◆ **What the exercise asks**
Please pick out every line in the records below that contains the word "wall", and copy each of those lines in full.

━━━━━━━━━━

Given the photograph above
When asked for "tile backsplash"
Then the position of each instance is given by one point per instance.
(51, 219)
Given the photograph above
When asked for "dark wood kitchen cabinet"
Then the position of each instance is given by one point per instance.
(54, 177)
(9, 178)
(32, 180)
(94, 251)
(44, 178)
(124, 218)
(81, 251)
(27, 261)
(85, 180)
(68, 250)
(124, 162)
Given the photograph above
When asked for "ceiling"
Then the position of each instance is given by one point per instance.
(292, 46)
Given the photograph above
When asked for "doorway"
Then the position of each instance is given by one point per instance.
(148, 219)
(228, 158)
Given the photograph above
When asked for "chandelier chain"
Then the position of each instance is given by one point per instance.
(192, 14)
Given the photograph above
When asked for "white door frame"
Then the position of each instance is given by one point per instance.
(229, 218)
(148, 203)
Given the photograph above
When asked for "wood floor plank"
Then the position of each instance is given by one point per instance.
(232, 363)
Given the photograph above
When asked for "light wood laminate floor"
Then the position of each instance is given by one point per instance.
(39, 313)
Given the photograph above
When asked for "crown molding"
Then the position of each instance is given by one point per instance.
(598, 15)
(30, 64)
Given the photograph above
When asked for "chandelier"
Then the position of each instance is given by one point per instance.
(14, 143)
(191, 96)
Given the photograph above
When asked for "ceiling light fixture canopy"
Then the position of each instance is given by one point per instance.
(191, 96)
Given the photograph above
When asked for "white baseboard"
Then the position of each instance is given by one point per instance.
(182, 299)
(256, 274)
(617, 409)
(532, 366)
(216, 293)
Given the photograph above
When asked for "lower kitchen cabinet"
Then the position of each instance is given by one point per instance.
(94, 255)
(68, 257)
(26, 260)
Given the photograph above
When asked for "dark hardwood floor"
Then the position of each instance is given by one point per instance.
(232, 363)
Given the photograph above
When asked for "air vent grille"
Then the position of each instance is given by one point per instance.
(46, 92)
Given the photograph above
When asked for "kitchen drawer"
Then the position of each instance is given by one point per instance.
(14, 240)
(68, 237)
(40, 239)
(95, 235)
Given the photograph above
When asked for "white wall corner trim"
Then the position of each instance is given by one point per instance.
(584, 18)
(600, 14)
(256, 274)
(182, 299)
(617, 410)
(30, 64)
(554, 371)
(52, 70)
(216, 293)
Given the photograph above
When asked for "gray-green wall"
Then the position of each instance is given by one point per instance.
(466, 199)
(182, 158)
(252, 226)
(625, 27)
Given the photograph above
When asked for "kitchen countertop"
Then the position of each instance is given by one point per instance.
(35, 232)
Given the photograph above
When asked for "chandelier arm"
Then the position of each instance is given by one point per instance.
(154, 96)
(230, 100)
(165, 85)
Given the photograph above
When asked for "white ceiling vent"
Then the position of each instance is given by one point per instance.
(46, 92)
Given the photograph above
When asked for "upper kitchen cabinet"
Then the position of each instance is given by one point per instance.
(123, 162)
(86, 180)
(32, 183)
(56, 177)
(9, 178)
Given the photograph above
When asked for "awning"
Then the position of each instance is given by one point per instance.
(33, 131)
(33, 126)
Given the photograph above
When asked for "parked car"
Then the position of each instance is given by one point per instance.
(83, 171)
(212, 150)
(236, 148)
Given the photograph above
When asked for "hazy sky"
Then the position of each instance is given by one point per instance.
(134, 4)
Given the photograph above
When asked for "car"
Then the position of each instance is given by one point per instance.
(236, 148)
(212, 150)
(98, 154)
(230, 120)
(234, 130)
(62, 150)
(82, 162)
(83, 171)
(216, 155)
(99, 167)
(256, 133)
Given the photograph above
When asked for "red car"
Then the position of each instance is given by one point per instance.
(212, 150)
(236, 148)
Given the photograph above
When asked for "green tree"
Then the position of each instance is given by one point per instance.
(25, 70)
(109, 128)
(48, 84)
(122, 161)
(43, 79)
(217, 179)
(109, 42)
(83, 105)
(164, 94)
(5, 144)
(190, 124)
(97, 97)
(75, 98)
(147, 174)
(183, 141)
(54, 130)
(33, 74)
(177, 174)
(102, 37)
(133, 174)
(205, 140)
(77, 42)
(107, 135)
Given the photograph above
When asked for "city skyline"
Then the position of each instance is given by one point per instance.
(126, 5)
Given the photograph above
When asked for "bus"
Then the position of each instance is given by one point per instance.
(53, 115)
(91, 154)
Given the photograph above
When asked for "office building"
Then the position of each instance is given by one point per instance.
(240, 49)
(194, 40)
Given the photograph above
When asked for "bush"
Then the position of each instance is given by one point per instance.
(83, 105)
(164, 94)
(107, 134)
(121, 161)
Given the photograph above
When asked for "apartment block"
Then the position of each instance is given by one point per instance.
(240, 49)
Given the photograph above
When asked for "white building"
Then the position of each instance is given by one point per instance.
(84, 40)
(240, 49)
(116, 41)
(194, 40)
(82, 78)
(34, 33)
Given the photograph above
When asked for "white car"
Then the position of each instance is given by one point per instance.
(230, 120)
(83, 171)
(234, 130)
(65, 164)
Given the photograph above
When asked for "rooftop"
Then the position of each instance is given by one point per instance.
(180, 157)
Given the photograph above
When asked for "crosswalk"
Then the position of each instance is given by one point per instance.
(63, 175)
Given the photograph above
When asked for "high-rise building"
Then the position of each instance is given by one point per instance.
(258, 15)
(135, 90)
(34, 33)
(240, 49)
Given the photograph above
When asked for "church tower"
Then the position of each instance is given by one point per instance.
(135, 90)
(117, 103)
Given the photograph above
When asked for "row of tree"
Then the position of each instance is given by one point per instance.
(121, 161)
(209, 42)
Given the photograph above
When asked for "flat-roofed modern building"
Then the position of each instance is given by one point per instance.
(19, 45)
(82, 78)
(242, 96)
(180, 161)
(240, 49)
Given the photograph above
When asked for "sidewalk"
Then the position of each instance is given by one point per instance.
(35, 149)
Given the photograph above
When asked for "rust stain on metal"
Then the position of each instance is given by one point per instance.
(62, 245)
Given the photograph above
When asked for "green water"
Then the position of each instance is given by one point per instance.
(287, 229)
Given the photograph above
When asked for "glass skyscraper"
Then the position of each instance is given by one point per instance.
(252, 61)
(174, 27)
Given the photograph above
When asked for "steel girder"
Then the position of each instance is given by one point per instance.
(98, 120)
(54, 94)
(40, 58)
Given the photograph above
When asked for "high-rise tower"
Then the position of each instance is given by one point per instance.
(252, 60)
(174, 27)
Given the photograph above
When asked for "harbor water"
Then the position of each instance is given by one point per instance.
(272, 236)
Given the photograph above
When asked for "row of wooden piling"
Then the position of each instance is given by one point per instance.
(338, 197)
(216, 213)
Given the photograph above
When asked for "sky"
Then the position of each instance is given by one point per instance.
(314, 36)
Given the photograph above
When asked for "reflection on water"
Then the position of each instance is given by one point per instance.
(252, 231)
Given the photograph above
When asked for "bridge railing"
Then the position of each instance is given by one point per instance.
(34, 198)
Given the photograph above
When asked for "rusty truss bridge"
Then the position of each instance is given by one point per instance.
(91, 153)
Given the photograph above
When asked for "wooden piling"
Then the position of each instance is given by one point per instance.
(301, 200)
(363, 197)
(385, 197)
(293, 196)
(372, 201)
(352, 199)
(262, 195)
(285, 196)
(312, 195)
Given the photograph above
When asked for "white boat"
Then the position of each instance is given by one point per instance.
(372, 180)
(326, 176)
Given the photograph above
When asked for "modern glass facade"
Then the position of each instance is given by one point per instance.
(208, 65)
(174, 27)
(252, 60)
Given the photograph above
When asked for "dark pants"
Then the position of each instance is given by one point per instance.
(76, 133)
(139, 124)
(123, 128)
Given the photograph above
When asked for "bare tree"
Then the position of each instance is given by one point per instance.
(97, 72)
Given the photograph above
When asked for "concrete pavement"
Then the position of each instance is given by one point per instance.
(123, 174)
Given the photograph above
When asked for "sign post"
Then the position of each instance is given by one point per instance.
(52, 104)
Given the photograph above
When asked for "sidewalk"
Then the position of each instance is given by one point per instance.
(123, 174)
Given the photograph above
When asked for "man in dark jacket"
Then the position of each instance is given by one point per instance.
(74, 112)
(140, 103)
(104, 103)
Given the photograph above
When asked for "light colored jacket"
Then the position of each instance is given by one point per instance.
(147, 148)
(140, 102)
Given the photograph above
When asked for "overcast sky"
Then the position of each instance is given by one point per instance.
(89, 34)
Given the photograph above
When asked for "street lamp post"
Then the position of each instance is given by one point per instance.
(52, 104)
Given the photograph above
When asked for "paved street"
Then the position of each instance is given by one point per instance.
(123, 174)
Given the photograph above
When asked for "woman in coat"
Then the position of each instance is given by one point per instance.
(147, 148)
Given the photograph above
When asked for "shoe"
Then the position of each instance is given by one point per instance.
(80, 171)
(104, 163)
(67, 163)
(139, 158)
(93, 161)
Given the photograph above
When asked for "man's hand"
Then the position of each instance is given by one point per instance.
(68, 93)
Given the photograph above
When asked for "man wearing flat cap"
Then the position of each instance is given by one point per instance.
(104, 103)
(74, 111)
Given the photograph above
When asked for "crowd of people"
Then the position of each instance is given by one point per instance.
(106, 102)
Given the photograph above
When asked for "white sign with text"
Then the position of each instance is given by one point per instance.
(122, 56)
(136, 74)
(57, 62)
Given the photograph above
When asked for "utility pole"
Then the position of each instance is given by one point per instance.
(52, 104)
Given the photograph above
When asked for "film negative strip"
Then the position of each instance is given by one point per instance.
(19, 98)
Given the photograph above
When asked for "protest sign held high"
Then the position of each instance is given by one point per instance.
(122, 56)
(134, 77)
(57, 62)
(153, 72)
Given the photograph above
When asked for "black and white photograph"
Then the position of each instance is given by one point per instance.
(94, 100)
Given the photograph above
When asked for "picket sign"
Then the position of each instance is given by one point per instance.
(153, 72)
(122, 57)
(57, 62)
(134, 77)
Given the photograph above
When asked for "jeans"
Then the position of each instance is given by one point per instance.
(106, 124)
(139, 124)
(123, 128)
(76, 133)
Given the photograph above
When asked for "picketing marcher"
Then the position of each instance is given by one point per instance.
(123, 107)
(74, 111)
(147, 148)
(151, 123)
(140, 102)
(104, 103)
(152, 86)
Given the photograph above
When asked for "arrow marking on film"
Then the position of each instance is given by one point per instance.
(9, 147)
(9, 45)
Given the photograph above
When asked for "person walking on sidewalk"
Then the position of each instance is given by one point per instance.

━━━━━━━━━━

◆ **Task solution**
When asked for "white wall corner trim"
When asked for "gray-green wall"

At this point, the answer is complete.